(Directions) Work out how many lines in the records below include the string "lettuce", and reply with that number alone.

(Working data)
[Start of Attachment]

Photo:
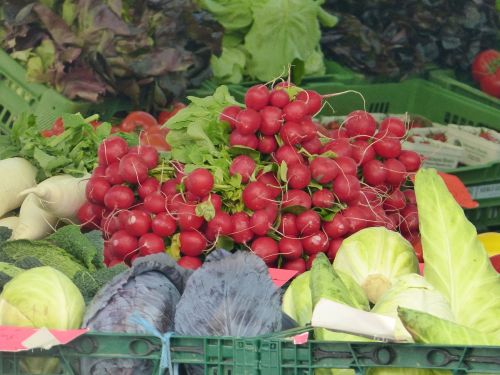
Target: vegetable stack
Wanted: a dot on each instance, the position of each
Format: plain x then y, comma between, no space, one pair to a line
264,176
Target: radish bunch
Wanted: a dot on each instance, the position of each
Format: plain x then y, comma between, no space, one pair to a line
305,189
328,184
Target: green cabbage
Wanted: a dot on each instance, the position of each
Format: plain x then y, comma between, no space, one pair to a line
374,258
297,302
429,329
412,291
456,262
41,297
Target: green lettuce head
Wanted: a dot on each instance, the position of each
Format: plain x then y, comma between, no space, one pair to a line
374,258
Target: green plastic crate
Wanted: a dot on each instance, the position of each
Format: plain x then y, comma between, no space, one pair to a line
446,79
270,355
18,96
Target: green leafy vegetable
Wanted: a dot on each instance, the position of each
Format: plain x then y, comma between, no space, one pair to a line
429,329
414,292
374,258
73,152
456,262
41,297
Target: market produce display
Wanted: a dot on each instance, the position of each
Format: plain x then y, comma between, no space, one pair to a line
148,51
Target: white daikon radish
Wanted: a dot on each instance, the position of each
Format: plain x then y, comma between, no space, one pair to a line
61,196
17,175
9,222
34,222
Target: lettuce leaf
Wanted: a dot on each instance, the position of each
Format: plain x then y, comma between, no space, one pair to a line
456,262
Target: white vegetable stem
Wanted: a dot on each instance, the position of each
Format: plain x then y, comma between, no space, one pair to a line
17,175
34,222
61,196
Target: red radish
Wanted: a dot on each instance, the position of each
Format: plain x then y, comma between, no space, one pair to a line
150,185
155,202
279,98
229,115
242,232
323,198
346,165
164,225
298,264
118,197
271,182
341,147
395,201
295,197
257,97
313,101
99,172
337,227
394,126
123,218
290,248
333,248
315,243
410,196
310,261
256,195
308,130
96,189
113,175
111,150
289,155
272,211
409,219
395,172
187,218
248,121
138,223
190,263
110,224
133,169
291,133
360,125
148,154
298,176
215,199
374,172
151,243
387,147
411,160
238,139
362,152
271,120
244,166
221,224
295,111
358,218
192,243
323,170
199,182
260,222
265,248
346,187
123,244
169,187
89,215
313,146
267,144
288,225
308,222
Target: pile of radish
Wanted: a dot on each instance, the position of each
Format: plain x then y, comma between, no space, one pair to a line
308,189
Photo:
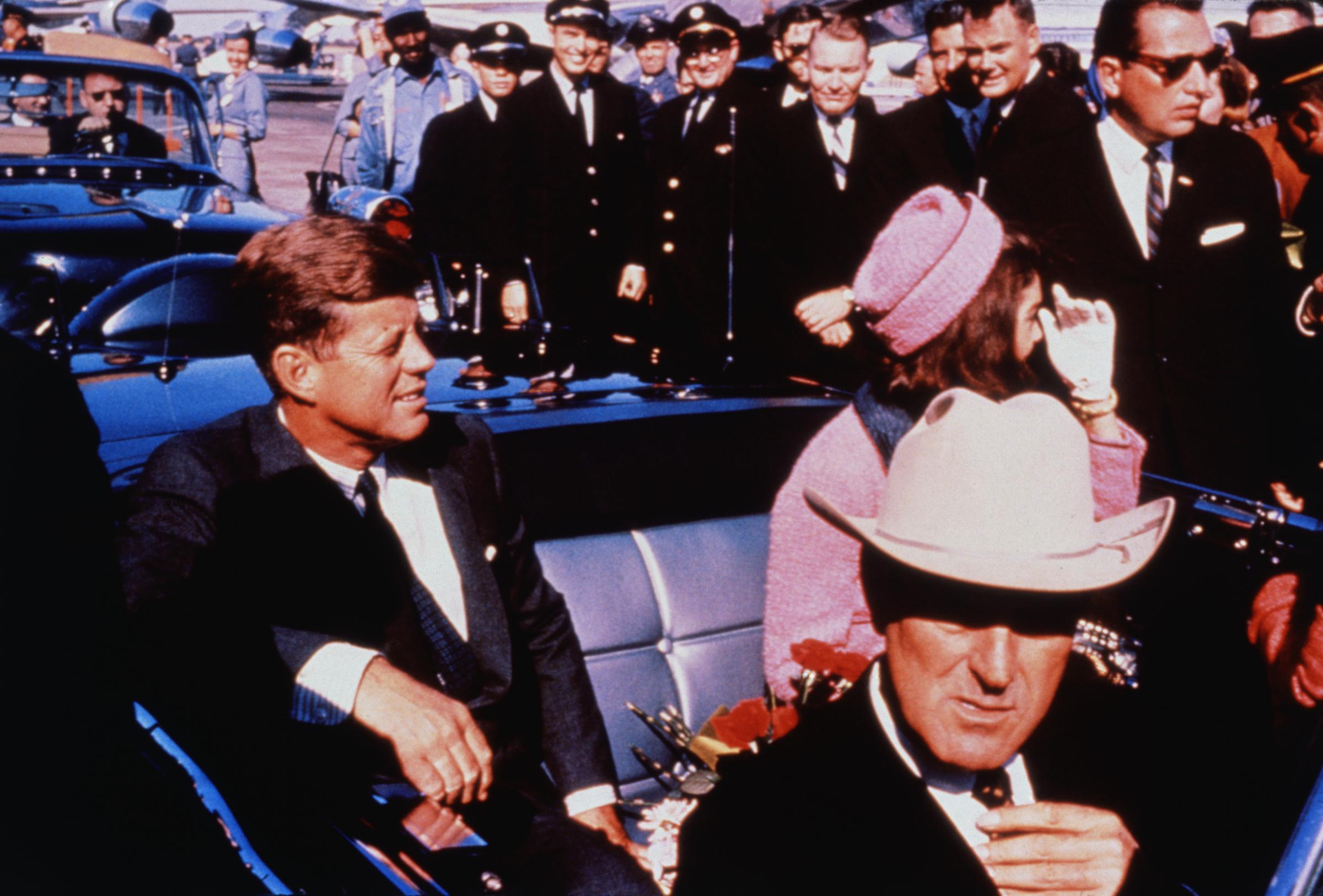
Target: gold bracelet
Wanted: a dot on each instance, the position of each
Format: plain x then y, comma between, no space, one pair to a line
1096,409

[End of Attachment]

(Finished task) 2